[Location annotation dataset excerpts]
--

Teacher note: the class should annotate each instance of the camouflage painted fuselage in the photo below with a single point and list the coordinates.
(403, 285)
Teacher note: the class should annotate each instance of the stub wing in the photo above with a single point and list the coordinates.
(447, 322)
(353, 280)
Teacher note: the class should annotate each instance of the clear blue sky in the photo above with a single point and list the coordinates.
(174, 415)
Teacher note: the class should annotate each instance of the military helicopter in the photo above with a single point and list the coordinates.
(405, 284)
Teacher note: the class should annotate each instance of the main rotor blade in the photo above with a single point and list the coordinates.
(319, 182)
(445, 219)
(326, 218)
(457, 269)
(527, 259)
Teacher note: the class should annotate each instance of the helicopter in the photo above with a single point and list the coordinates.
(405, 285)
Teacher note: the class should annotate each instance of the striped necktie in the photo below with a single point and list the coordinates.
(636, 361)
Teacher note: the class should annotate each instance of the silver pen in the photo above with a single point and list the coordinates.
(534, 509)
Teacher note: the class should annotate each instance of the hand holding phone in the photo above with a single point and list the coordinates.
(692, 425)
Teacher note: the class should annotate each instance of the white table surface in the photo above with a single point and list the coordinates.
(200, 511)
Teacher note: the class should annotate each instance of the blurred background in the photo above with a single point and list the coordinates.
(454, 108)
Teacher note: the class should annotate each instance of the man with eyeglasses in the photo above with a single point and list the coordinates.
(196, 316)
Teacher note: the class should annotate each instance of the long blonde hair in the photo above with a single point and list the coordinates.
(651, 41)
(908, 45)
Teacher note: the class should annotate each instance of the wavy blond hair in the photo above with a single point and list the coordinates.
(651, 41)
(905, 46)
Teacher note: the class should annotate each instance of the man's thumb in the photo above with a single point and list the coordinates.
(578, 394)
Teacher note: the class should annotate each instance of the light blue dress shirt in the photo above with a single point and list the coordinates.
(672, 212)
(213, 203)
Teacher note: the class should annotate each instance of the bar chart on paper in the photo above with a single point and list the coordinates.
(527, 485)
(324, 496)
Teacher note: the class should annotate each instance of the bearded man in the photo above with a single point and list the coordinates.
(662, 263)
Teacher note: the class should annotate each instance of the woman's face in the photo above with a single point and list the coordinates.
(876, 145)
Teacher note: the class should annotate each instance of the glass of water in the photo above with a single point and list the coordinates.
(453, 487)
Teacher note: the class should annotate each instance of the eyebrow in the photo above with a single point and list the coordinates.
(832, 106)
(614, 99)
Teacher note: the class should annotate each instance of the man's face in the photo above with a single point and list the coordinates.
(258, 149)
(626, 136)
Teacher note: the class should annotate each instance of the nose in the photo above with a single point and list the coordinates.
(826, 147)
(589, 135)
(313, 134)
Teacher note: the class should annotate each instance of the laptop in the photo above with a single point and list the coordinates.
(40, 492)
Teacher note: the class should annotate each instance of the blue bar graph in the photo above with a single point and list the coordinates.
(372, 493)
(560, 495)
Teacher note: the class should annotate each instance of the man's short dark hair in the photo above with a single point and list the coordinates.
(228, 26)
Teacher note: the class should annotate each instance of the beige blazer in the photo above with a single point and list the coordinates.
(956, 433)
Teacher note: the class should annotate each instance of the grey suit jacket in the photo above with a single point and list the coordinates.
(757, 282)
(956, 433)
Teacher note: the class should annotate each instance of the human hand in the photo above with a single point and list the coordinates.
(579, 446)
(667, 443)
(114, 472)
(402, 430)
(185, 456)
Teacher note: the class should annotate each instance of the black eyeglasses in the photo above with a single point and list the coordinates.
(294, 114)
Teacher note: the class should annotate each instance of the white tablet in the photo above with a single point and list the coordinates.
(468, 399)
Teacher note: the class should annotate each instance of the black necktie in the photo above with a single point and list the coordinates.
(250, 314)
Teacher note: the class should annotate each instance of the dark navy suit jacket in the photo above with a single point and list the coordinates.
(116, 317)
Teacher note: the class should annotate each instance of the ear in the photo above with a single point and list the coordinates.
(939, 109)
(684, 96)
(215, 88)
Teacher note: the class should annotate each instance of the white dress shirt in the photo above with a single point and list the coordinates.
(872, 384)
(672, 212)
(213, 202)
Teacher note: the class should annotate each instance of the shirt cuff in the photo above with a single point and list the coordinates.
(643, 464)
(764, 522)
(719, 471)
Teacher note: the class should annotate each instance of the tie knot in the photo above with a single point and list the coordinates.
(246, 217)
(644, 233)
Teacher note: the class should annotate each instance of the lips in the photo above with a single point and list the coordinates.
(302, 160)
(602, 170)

--

» **Task directions**: The records above should be returned exactly.

» **Result of the exercise**:
Teacher note: the class should annotate each instance of the camouflage painted fuselage in the photo below with a single point and list the coordinates.
(403, 285)
Teacher note: the class should annotate each instance of the stub wing in the photo above with a single point and list the coordinates.
(447, 322)
(353, 280)
Teacher note: the class should annotate each instance of the clear blue sky in the photo above with a single point and list the coordinates.
(174, 415)
Teacher note: the class should annotate each instance of the military helicopter in the photo above with a single point and list the coordinates.
(405, 284)
Teacher note: the class should annotate each instance of the main rotor blade in the photo above with a single point and list the coordinates.
(319, 182)
(445, 219)
(326, 218)
(457, 269)
(527, 259)
Teacher note: the class should annotate each instance of the helicopter in the photo above with a single point and list the coordinates.
(405, 285)
Teacher note: the class should annotate each instance of the striped necktie in the photo below with a single point and list the coordinates.
(636, 361)
Teacher note: the class should annotate each instance of the silver pen in the photo above with a single point and list the coordinates.
(534, 509)
Teacher note: the class should annotate each instance of the hand holding phone in the photo above with a single point and list the coordinates.
(692, 425)
Teacher note: the class should annotate each instance of the white table surface in the photo above with a single point and list the coordinates.
(200, 511)
Teacher note: the class should annotate each instance of the blurred background in the photo above with a single point and list the coordinates.
(454, 108)
Teacher note: the class should annotate each instance of the man with eyeglasses in the photo above with a single point and list the coordinates.
(196, 316)
Teacher note: the class should annotate each instance of the long blonde hair in the photo above with a single point and list the coordinates.
(651, 41)
(908, 45)
Teacher note: the class should annotate each instance of the wavy blond hair in the photo above with a single point and list the coordinates.
(651, 41)
(905, 46)
Teacher note: the class should annotate each instance of the man's thumb in the photo above with a single point and list the coordinates.
(578, 394)
Teacher note: the class should annotate each instance of the light blue dress shirt in the photo above with a single point and list the coordinates.
(672, 212)
(213, 203)
Teacher note: the class should annotate each instance of the bar chart on paper in the photo above with a single point and list the coordinates.
(527, 485)
(324, 496)
Teacher note: the class should annotate each instance of the bearded man in the photo above with a single point and list the coordinates.
(662, 263)
Teacher note: the class should annotate each instance of the woman's face in the photo above with a single point and list the coordinates.
(876, 145)
Teacher note: the class should annotate each instance of the glass of water in the photo above with a single point and list the coordinates.
(453, 487)
Teacher note: the class should annotate each instance of the eyebrow in the photo above with a single point and list the coordinates.
(832, 106)
(614, 99)
Teacher note: the class should annotate each instance of the man's face in the photo above with a single point and list the coordinates.
(258, 149)
(626, 136)
Teacher note: the class should annotate each instance of the nose in the photo above with a single point and list the coordinates.
(826, 147)
(589, 135)
(313, 134)
Teacher note: the class should annotate each instance of the laptop in the photo above with a single point and list the coordinates.
(40, 492)
Teacher note: the class should annotate each instance of the blue bar graph in the photo above with a single point and list the coordinates.
(372, 493)
(560, 495)
Teacher note: the class should annotate each instance of the man's short dark hair in the photo above with a single point and list the coordinates.
(228, 26)
Teacher note: the class should annotate each instance of the beige blazer in the photo above with a single point and list the coordinates.
(956, 433)
Teacher note: the class should annotate each instance of the grey suit jacket in the photo above with a single point and list the coordinates.
(757, 282)
(956, 433)
Teacher note: the class should annotate each instance of the human hand in the photo above with a single point and list the coordinates.
(579, 446)
(667, 443)
(114, 472)
(402, 430)
(185, 456)
Teacher note: the class should annotate each instance of the black eyeglasses in the photo above with a single point and list the coordinates.
(294, 114)
Teacher note: the class should annotate each instance of the white tablet in the photo above with a single point and list the coordinates.
(468, 399)
Teacher note: the class should annotate each instance of the black necktie in the photo above with a single point and list the coordinates.
(250, 314)
Teacher note: the class should annotate each instance of the dark navy suit jacket in the photo above with a single point and list the coordinates.
(116, 317)
Teacher note: the class should annotate each instance of the ear in the photo above with a single point and list the coordinates.
(939, 109)
(684, 96)
(215, 88)
Teacher note: the class should annotate each instance of the white dress shirt in the photo above with a single point and list the coordinates.
(872, 384)
(672, 212)
(213, 202)
Teacher note: the class should annotate each instance of the shirt cuff in the photo above with a single point and list the coordinates.
(643, 464)
(764, 522)
(719, 471)
Teacher note: the class should annotate each instance of the tie knot in the photo above with a single point and list the coordinates.
(246, 217)
(644, 233)
Teacher note: the class should annotate each instance of the lips in the photo above with a single point and list the coordinates.
(302, 160)
(602, 170)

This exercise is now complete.